▸ **Brief**: Could you put every line of the entries below into a numbered list, leaving out any blank lines?
==========
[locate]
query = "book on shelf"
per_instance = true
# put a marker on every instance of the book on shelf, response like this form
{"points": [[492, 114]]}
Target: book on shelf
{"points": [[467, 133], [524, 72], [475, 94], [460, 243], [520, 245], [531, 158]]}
==========
▸ **Solution to this exercise**:
1. [locate]
2. query = "book on shelf"
3. per_instance = true
4. # put a marker on every instance of the book on shelf, response like this form
5. {"points": [[492, 114]]}
6. Target: book on shelf
7. {"points": [[467, 133], [524, 72], [475, 94], [460, 243], [520, 245], [531, 158]]}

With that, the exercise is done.